# [What to produce]
Pick out every line in the rows below that contains the string "pair", matching case, and copy each of those lines.

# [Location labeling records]
==*==
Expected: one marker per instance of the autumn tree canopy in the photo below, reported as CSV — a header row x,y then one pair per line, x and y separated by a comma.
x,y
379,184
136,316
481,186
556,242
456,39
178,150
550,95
==*==
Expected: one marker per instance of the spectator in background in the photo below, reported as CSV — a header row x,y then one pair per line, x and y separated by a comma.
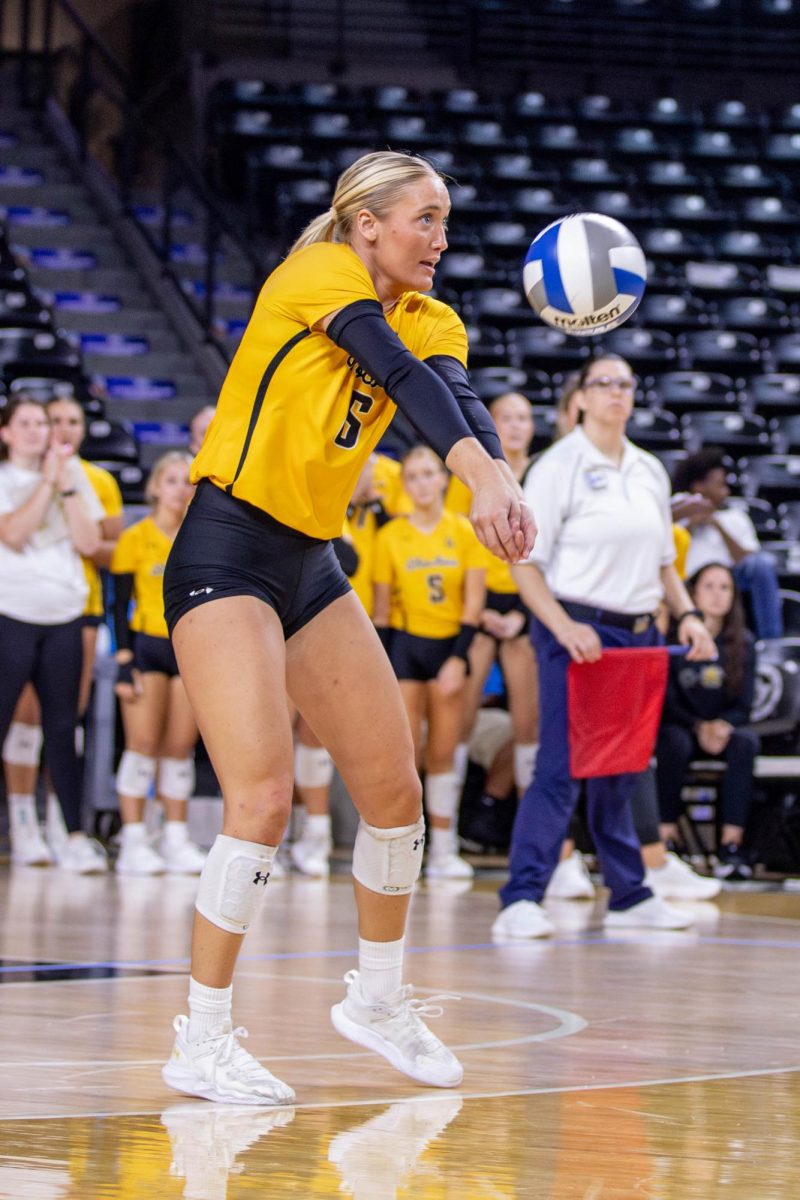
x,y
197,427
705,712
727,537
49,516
==*==
# [Task result]
Expected: one marker per instance of the autumn tree canopy in the photo below, reported as CSV — a header row x,y then one pair per line, x and y separated by a comma.
Expected: one marker per instance of the spectator in background in the photo below, reported as CSV — a header row x,y then one pair per line, x and y separated by a comma.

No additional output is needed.